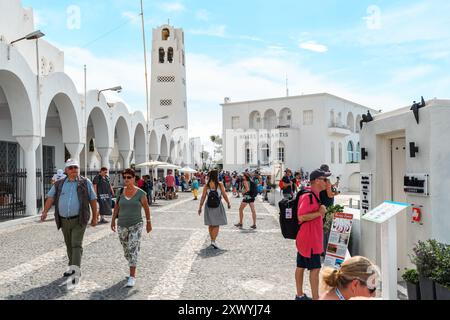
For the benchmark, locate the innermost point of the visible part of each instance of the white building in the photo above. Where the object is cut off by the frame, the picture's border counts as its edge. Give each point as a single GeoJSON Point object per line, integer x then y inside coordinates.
{"type": "Point", "coordinates": [303, 132]}
{"type": "Point", "coordinates": [195, 151]}
{"type": "Point", "coordinates": [168, 105]}
{"type": "Point", "coordinates": [58, 114]}
{"type": "Point", "coordinates": [394, 170]}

******************************

• WRITTEN INSTRUCTION
Quote every line of the entries above verbatim, leaving the pictures out of your reply.

• ANSWER FOR THIS EXERCISE
For the benchmark, locate the innermost point of the visible part of each instance of the white building in the photo above. Where the object is cut off by the frame, the picture's border counts as its edge. Give each point as a single GeoJSON Point object per line, integer x then y inside coordinates.
{"type": "Point", "coordinates": [303, 132]}
{"type": "Point", "coordinates": [195, 151]}
{"type": "Point", "coordinates": [168, 105]}
{"type": "Point", "coordinates": [58, 114]}
{"type": "Point", "coordinates": [394, 170]}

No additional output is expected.